··· Document section ···

Fr Bosco Peters presided and preached at the 10am Mass. Our Gospel reading was taken from Luke 16:19-31.

Read on for the sermon and a video of the service.

Service Video


This week, in the funeral of Queen Elizabeth, in the midst of magnificent pomp and ceremony, our Christian hope in death was vividly presented. Today's story may, at first glance, look like a detailed documentary of the afterlife, a geography lesson about the next world - but if we hear it like that we might actually miss other things that Jesus is teaching today.

Jesus tells a story of reversing fortunes after death. At the time of Jesus, stories of reversing fortunes in the afterlife were a popular folk tale tradition, and Jesus' story today fits into the pattern of such stories.

Jesus' story today is just like we have a tradition of telling jokes and stories about people arriving at the pearly gates. We do not think that our pearly-gates stories are really giving details of the afterlife - they are generally doing something else. And so, similarly, there's far more going on in today's parable.

Today's story is about a rich man ignoring a poor beggar called Lazarus.

There's a barrier - a great divide - between the rich man and the poor man.

The rich man controls resources; he also has power in the systems of taxation that perpetuate the "great divide" between him and Lazarus. The rich control the Temple, the religious and social institutions that keep out the poor and impure.

··· Information supplied ···

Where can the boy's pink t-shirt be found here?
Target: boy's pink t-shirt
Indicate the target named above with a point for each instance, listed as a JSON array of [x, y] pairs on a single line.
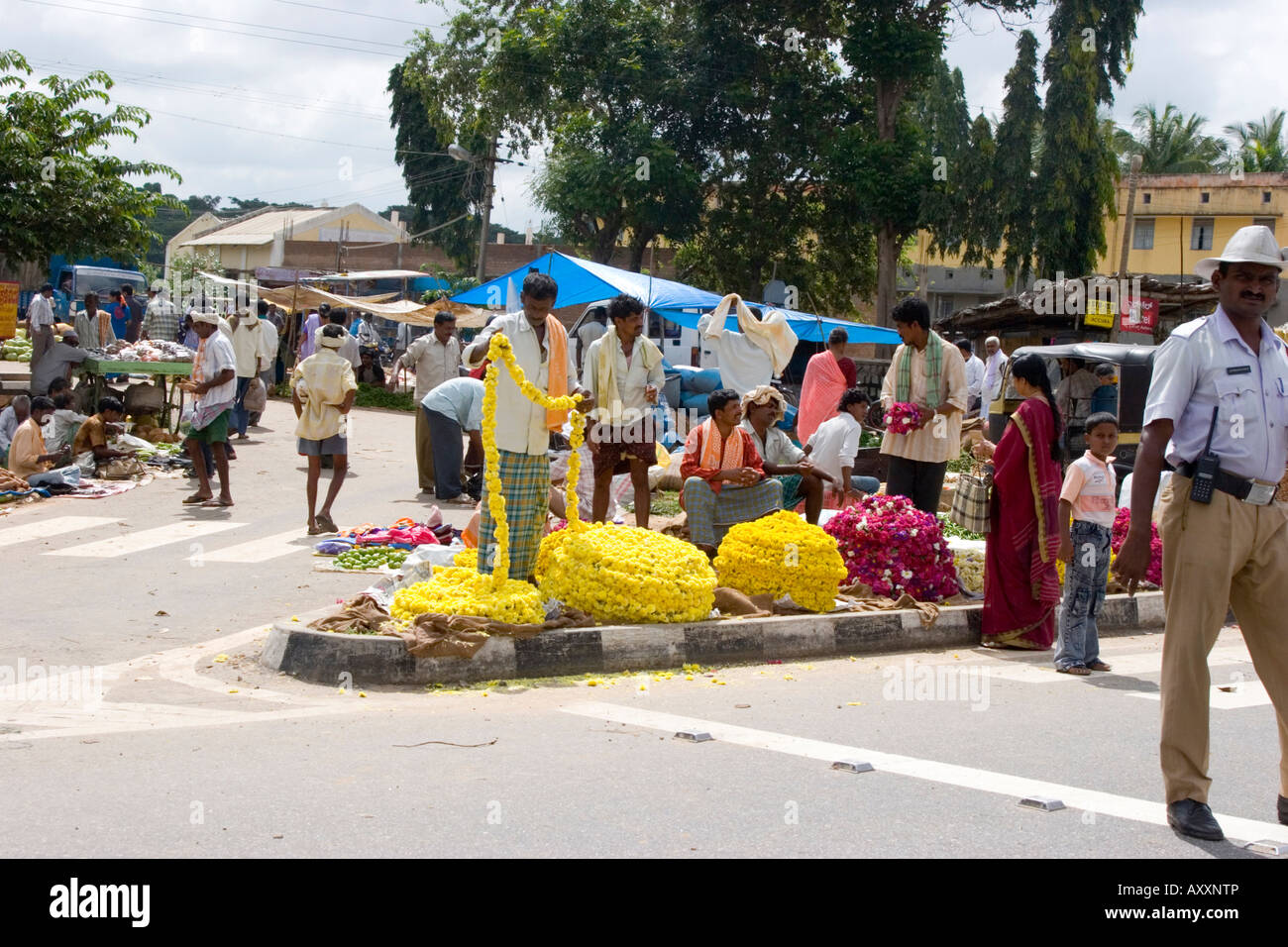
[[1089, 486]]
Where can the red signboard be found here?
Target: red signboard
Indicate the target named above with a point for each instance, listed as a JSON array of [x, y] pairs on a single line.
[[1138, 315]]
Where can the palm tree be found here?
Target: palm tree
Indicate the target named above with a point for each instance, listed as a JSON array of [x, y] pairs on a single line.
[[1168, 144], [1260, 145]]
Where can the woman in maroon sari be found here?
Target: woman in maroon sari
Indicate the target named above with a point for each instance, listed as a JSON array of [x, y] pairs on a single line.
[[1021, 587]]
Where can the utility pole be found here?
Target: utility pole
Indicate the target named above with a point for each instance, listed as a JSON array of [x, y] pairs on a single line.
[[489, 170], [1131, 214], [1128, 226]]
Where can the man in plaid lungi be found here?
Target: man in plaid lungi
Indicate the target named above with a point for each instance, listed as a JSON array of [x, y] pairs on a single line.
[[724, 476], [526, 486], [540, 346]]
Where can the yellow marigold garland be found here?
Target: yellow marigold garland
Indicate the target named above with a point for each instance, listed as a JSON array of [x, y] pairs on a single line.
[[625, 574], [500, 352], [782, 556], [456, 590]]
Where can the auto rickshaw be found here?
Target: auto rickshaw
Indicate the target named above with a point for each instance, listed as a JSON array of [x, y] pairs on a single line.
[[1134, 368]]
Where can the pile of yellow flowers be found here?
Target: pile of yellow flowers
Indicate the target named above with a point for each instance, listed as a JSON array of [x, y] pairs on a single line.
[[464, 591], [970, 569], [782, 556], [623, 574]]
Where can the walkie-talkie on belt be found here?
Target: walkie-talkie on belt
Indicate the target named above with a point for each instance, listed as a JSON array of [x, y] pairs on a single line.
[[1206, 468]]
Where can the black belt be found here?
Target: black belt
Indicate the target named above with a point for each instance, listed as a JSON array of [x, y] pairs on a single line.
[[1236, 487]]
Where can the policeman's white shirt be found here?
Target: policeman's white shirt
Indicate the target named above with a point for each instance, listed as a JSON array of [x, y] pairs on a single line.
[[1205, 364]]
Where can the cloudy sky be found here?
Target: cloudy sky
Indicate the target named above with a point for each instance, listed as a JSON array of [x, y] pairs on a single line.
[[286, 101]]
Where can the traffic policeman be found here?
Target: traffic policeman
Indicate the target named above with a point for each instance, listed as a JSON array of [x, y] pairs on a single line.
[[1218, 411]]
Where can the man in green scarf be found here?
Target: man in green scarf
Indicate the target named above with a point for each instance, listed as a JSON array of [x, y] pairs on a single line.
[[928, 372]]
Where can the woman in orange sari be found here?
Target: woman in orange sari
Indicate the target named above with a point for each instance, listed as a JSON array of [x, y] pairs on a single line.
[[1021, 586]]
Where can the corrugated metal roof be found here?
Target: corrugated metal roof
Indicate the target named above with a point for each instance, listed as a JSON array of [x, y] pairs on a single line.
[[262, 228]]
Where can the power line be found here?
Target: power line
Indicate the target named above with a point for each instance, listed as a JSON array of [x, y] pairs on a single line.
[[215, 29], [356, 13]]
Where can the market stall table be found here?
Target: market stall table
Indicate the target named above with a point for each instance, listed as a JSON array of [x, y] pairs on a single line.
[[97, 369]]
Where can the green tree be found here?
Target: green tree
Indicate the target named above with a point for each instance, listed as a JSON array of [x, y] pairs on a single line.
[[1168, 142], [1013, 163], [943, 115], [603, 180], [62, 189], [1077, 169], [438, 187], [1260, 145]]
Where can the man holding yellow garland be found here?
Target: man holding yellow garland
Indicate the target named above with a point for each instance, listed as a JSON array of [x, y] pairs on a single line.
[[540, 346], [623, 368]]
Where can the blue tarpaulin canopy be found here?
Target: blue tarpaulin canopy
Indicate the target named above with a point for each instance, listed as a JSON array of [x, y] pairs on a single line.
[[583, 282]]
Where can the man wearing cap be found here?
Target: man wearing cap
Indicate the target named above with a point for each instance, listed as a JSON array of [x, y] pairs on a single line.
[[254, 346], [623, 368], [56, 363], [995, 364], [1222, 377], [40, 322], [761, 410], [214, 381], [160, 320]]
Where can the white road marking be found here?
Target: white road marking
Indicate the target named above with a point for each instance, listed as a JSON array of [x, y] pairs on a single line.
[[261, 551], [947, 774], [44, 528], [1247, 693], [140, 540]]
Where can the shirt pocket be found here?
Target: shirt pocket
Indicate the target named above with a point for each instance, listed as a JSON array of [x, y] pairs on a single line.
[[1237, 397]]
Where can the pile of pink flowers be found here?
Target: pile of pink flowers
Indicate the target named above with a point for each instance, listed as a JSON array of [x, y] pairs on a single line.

···
··· Information supplied ···

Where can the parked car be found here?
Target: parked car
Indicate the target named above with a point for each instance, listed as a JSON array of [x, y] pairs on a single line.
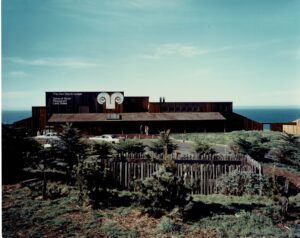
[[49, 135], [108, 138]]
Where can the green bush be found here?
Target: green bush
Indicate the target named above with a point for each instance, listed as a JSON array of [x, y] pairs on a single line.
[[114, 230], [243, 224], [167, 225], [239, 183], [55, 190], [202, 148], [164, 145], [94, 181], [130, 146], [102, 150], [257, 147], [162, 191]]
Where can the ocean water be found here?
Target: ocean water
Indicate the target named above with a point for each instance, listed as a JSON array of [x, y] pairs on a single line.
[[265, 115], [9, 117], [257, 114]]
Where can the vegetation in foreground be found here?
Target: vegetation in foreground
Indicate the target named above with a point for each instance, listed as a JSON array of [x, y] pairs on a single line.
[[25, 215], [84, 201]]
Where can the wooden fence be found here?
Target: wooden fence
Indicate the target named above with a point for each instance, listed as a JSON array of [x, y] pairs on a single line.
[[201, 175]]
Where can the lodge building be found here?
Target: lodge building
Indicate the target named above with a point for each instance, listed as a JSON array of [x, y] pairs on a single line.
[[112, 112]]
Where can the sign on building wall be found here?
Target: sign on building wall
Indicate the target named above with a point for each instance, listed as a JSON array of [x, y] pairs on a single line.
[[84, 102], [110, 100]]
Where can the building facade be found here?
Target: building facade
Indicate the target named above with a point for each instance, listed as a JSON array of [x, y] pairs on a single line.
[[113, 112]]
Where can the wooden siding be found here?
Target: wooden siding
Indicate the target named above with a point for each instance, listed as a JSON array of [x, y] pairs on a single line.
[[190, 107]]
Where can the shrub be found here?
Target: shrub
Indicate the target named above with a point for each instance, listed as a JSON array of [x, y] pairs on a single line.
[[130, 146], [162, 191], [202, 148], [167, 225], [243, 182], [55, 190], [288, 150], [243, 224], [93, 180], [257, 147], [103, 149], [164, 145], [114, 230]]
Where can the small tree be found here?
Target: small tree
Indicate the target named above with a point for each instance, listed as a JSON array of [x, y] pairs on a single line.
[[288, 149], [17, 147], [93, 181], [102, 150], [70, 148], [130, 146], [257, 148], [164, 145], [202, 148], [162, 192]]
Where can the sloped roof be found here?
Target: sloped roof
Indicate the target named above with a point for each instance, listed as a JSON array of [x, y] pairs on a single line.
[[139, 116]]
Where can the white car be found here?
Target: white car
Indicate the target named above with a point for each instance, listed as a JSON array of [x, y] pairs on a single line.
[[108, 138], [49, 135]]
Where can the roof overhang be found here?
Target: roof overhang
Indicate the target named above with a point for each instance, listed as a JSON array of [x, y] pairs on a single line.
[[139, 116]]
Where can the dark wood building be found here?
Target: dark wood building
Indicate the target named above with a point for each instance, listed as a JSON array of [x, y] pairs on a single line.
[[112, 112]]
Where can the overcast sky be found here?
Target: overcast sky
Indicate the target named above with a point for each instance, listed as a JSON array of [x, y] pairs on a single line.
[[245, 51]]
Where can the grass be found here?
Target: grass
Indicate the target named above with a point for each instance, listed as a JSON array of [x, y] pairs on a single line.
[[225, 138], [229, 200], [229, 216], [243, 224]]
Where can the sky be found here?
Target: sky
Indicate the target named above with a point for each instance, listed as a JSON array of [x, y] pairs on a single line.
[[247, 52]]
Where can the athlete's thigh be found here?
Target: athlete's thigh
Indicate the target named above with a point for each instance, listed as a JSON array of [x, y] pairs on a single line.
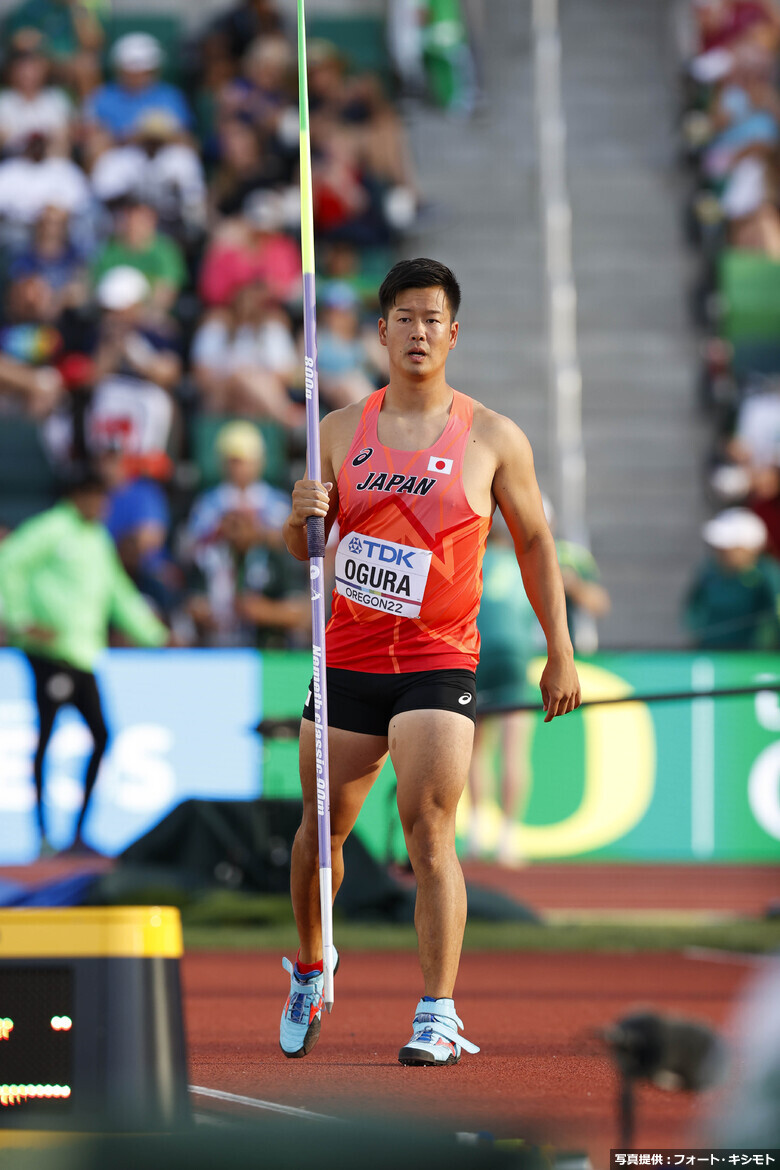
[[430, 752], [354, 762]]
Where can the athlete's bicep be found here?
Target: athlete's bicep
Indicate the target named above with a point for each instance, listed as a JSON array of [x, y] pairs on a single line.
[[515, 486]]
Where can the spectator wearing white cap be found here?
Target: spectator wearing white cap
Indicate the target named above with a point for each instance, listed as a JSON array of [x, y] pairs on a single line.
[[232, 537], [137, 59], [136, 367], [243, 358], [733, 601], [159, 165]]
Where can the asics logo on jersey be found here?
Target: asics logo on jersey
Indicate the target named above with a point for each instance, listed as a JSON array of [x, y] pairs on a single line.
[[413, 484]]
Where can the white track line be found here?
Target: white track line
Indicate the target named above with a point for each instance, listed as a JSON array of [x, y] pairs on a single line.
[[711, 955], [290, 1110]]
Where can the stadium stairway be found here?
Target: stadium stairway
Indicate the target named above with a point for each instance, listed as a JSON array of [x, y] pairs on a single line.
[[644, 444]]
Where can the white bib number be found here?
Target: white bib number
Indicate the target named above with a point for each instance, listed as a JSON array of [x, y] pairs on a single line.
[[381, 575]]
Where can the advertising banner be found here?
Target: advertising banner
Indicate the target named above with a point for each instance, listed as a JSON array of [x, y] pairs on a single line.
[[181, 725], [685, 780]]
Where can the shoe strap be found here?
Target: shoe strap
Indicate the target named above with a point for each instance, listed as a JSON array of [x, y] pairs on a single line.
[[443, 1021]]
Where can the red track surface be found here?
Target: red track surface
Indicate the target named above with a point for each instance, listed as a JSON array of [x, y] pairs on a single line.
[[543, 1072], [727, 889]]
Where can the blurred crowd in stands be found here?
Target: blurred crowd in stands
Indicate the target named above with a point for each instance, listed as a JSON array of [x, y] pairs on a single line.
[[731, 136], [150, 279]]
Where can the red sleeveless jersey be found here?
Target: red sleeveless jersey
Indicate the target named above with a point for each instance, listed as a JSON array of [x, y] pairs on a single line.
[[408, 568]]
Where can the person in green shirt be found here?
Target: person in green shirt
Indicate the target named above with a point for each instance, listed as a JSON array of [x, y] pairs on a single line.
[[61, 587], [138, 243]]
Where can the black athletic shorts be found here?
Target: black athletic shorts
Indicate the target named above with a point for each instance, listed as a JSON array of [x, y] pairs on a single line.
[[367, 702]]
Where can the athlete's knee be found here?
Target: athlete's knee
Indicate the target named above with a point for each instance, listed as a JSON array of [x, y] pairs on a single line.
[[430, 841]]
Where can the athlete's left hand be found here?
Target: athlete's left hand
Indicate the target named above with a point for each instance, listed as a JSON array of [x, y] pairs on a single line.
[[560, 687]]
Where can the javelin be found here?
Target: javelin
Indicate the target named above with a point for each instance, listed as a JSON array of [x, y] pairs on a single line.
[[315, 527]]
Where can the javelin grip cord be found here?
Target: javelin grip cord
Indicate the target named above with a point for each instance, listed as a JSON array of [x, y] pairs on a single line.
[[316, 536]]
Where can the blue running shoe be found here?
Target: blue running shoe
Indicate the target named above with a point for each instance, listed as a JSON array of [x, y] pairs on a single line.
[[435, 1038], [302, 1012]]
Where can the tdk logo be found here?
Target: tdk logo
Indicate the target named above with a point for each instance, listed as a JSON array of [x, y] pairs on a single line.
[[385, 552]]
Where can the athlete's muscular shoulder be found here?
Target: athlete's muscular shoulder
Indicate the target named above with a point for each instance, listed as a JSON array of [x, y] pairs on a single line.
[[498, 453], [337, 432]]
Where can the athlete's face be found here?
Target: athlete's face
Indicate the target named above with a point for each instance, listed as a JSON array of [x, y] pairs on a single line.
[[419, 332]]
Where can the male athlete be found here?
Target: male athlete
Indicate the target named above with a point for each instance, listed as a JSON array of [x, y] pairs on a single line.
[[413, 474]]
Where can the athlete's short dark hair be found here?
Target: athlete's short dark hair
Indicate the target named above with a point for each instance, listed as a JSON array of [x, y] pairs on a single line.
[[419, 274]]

···
··· Information supplied ···

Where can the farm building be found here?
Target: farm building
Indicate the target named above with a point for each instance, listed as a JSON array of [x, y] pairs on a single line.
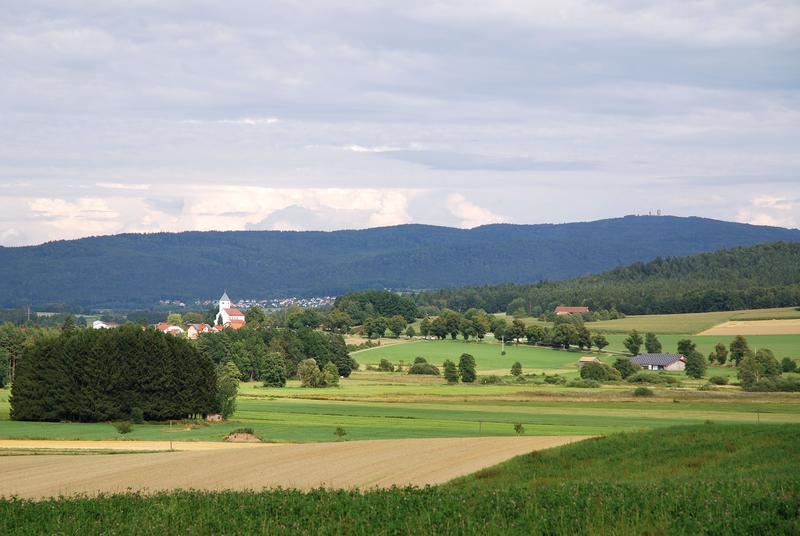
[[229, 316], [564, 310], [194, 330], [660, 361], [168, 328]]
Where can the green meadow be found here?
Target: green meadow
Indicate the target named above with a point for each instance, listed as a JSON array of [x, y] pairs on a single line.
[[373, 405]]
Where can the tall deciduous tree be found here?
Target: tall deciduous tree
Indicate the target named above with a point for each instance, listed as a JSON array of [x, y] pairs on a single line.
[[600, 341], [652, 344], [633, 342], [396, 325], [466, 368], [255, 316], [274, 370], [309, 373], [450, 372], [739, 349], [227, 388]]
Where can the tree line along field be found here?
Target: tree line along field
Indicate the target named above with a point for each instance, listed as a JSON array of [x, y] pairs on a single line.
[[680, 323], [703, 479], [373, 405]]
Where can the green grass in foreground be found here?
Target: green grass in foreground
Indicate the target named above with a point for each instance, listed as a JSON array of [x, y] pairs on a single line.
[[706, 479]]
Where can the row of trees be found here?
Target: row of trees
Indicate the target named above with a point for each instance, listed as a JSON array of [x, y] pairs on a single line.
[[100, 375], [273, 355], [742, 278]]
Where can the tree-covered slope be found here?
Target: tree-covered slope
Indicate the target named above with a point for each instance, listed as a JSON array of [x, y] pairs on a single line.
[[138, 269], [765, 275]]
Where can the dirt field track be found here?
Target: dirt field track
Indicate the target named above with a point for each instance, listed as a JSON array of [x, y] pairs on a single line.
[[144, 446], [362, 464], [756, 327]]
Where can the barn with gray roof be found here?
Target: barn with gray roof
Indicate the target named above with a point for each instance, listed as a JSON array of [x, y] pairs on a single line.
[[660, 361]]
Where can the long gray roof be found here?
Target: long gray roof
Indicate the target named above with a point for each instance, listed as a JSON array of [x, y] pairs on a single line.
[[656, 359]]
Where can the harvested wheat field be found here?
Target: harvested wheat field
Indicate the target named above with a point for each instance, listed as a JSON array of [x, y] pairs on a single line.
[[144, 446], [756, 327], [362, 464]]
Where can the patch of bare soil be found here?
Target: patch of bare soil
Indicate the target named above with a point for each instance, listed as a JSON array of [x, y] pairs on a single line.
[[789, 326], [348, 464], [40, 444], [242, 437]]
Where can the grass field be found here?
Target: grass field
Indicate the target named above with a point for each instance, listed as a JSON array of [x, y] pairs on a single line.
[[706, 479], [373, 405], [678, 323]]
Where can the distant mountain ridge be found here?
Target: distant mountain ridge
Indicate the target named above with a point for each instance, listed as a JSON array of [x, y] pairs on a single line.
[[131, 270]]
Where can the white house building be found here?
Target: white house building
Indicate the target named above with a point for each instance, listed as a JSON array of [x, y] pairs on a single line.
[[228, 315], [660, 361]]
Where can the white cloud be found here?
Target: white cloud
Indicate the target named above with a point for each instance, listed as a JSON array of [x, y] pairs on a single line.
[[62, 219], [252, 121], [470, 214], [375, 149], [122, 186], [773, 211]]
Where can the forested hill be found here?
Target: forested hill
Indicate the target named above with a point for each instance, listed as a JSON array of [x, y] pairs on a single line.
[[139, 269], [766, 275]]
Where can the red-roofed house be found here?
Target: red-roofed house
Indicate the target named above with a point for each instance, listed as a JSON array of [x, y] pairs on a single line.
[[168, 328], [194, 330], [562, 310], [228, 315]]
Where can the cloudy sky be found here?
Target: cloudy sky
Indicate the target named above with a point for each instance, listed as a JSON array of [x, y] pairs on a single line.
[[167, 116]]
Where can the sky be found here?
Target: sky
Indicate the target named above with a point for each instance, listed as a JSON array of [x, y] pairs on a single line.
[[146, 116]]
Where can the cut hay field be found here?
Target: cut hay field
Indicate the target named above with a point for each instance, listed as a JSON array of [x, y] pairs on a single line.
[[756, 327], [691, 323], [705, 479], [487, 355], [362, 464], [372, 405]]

···

Exercise prompt:
Answer these questions from the sermon page:
1. Who presided and preached at the 10am Mass?
2. Whose funeral this week does the sermon mention?
3. What is the name of the poor beggar the rich man ignores?

Task result:
1. Fr Bosco Peters
2. Queen Elizabeth's
3. Lazarus